#### Short problem:
Copy the statistics notes below in full, with every character unchanged.

#### Text excerpt:
>> BEGIN

94 lines
6.6 KiB
Markdown
94 lines
6.6 KiB
Markdown
- #[[ST2001 - Statistics in Data Science I]]
|
|
- **Previous Topic:** [[The Normal Distribution]]
|
|
- **Next Topic:** [[Hypothesis Testing]]
|
|
- **Relevant Slides:** _1666624233800_0.pdf)
|
|
-
|
|
- # Probability & Statistics
|
|
- In Probability theory, we consider some **known process** which has some randomness or uncertainty.
|
|
- We model the outcomes by random variables, and we figure out the probabilities of what will happen.
|
|
- There is one correct answer to any probability question.
|
|
- In Statistical Inference, we observe something that has happened, and try to figure out what underlying process would explain those observations.
|
|
- The basic aim behind all statistical methods is to make inferences about a population by studying a relatively small sample from it.
|
|
- Probability is the engine that drives all statistical modelling, data analysis, & inference.
|
|
- # Sampling Distributions
|
|
- The probability distribution of a **statistic** is called a **sampling** distribution.
|
|
- Sampling distributions arise because samples vary.
|
|
- Each random sample will have a different value of the statistic.
|
|
- # The Central Limit Theorem #card
|
|
card-last-interval:: -1
|
|
card-repeats:: 1
|
|
card-ease-factor:: 2.5
|
|
card-next-schedule:: 2022-11-15T00:00:00.000Z
|
|
card-last-reviewed:: 2022-11-14T20:14:02.517Z
|
|
card-last-score:: 1
|
|
id:: 6356abee-cb6a-48c5-8f8b-72122b6099eb
|
|
- The sampling distribution of *any* mean becomes more nearly Normal as the sample size grows.
|
|
- Observations must be independent.
|
|
- The shape of the population distribution doesn't matter.

>> END

Coordinate labeling data
>> BEGIN

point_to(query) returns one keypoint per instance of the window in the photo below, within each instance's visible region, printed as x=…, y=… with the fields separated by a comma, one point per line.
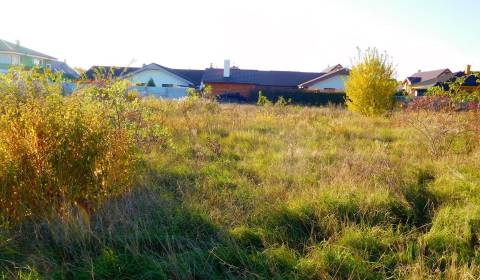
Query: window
x=5, y=59
x=15, y=59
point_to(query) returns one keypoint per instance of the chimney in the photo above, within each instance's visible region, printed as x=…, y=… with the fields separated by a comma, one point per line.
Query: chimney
x=226, y=69
x=468, y=70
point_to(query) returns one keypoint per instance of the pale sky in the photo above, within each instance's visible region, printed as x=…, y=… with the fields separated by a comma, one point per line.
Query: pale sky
x=301, y=35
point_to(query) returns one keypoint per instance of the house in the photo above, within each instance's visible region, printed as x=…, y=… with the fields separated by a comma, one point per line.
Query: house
x=421, y=82
x=241, y=82
x=418, y=83
x=333, y=80
x=12, y=54
x=152, y=79
x=471, y=82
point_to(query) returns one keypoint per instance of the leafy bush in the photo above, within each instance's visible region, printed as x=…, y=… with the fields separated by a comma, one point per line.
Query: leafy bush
x=371, y=86
x=300, y=97
x=58, y=151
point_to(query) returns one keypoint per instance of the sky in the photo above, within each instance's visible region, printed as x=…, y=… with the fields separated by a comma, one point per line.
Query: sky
x=297, y=35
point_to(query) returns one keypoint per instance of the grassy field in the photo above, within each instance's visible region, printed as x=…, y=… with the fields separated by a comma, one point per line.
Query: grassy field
x=282, y=192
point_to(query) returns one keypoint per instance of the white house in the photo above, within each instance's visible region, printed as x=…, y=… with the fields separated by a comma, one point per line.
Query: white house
x=153, y=79
x=333, y=80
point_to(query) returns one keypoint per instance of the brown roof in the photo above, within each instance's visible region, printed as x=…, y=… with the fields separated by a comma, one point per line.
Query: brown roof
x=427, y=75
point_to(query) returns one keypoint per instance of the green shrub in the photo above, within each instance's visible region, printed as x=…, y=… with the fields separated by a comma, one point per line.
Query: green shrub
x=371, y=86
x=56, y=151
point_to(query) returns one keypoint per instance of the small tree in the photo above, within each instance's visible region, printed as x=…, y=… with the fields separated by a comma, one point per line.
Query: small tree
x=371, y=86
x=151, y=83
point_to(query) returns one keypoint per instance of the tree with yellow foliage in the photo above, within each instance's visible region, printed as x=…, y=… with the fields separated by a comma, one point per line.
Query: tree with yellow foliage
x=371, y=87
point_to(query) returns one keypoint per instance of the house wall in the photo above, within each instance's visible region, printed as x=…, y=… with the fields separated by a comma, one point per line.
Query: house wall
x=335, y=82
x=243, y=90
x=159, y=77
x=9, y=59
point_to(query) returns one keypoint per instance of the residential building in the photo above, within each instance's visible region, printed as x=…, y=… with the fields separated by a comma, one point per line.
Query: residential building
x=241, y=82
x=161, y=81
x=418, y=83
x=14, y=54
x=152, y=79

>> END

#### Final result:
94 lines
6.6 KiB
Markdown
94 lines
6.6 KiB
Markdown
- #[[ST2001 - Statistics in Data Science I]]
|
|
- **Previous Topic:** [[The Normal Distribution]]
|
|
- **Next Topic:** [[Hypothesis Testing]]
|
|
- **Relevant Slides:** _1666624233800_0.pdf)
|
|
-
|
|
- # Probability & Statistics
|
|
- In Probability theory, we consider some **known process** which has some randomness or uncertainty.
|
|
- We model the outcomes by random variables, and we figure out the probabilities of what will happen.
|
|
- There is one correct answer to any probability question.
|
|
- In Statistical Inference, we observe something that has happened, and try to figure out what underlying process would explain those observations.
|
|
- The basic aim behind all statistical methods is to make inferences about a population by studying a relatively small sample from it.
|
|
- Probability is the engine that drives all statistical modelling, data analysis, & inference.
|
|
- # Sampling Distributions
|
|
- The probability distribution of a **statistic** is called a **sampling** distribution.
|
|
- Sampling distributions arise because samples vary.
|
|
- Each random sample will have a different value of the statistic.
|
|
- # The Central Limit Theorem #card
|
|
card-last-interval:: -1
|
|
card-repeats:: 1
|
|
card-ease-factor:: 2.5
|
|
card-next-schedule:: 2022-11-15T00:00:00.000Z
|
|
card-last-reviewed:: 2022-11-14T20:14:02.517Z
|
|
card-last-score:: 1
|
|
id:: 6356abee-cb6a-48c5-8f8b-72122b6099eb
|
|
- The sampling distribution of *any* mean becomes more nearly Normal as the sample size grows.
|
|
- Observations must be independent.
|
|
- The shape of the population distribution doesn't matter.